→ **EXERCISE DIRECTIONS**
Please copy all of the records below word for word, keeping each line unchanged and in its original order.

→ **INPUT ROWS**
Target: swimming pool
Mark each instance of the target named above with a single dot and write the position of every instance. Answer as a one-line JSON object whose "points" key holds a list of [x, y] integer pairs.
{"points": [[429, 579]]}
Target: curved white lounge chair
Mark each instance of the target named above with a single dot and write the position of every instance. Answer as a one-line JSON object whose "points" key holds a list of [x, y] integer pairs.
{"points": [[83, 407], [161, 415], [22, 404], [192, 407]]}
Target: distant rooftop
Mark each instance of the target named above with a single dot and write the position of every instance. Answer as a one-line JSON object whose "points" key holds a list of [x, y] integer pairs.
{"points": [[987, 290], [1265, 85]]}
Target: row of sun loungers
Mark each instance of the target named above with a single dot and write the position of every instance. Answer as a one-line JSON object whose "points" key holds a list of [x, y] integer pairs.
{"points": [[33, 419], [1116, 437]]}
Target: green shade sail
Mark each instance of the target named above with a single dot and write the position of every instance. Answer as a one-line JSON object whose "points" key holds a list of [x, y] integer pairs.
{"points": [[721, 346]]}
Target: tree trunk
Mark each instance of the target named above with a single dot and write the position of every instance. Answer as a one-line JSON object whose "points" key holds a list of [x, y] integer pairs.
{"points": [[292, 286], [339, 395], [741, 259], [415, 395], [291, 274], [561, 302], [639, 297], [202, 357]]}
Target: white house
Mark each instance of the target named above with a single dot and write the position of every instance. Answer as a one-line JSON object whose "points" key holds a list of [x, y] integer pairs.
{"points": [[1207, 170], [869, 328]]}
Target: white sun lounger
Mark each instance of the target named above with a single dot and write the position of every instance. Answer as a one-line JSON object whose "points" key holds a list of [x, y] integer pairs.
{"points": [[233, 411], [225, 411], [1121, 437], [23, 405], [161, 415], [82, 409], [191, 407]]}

→ **CORRECT RESPONSE**
Target: swimming pool
Mark each instance of the target named above with a single dot and write the position of every instance. Answer as a one-line JSON object whose "points" key holds a list of [x, y] integer pairs.
{"points": [[429, 579]]}
Target: curved white lounge chair
Mark each instance of the target named above with a single dot and write the position of every instance. Answer as a one-line JSON object whose "points" key holds a list of [x, y] integer pairs.
{"points": [[83, 407], [161, 415], [22, 404], [192, 407]]}
Target: distant rooftop
Mark each instance of the target named above with a single dot and write the position of every instance. Answer as a one-line JSON object whose "points" key holds a list of [x, y] integer pairs.
{"points": [[987, 290], [1265, 85]]}
Target: row of sun loungers
Mark each instance of the target named above with a single dot and write the position of every instance. Answer as a one-line JSON object whose "points" key holds a list of [x, y] integer pairs.
{"points": [[33, 419], [1116, 437]]}
Target: green shade sail
Mark each instance of the target named above with a single dot and write the position of every instance. Answer as a one-line JSON object whose "points" key holds a list of [x, y] integer pairs.
{"points": [[721, 346]]}
Target: tree trunk
Mark each instance of the target named above with a single dot and write the position of every instance. Answer as a one-line JSON object whose "points" key holds a list of [x, y] integer pairs.
{"points": [[292, 286], [339, 395], [741, 259], [415, 395], [291, 274], [561, 302], [639, 297], [202, 357]]}
Target: white house
Mark each instance of the target named above with a single dot and write the position of every instance. Answer as a one-line JSON object whose "points" key holds a list of [x, y] integer pairs.
{"points": [[1207, 170], [869, 328]]}
Target: white sun lounger
Mark each instance of the target named above with a single dot and write the position of every instance. Answer as a one-line JSON object whose "points" key holds a list of [x, y] integer pairs.
{"points": [[233, 411], [225, 411], [1121, 437], [23, 405], [161, 415], [82, 409], [191, 407]]}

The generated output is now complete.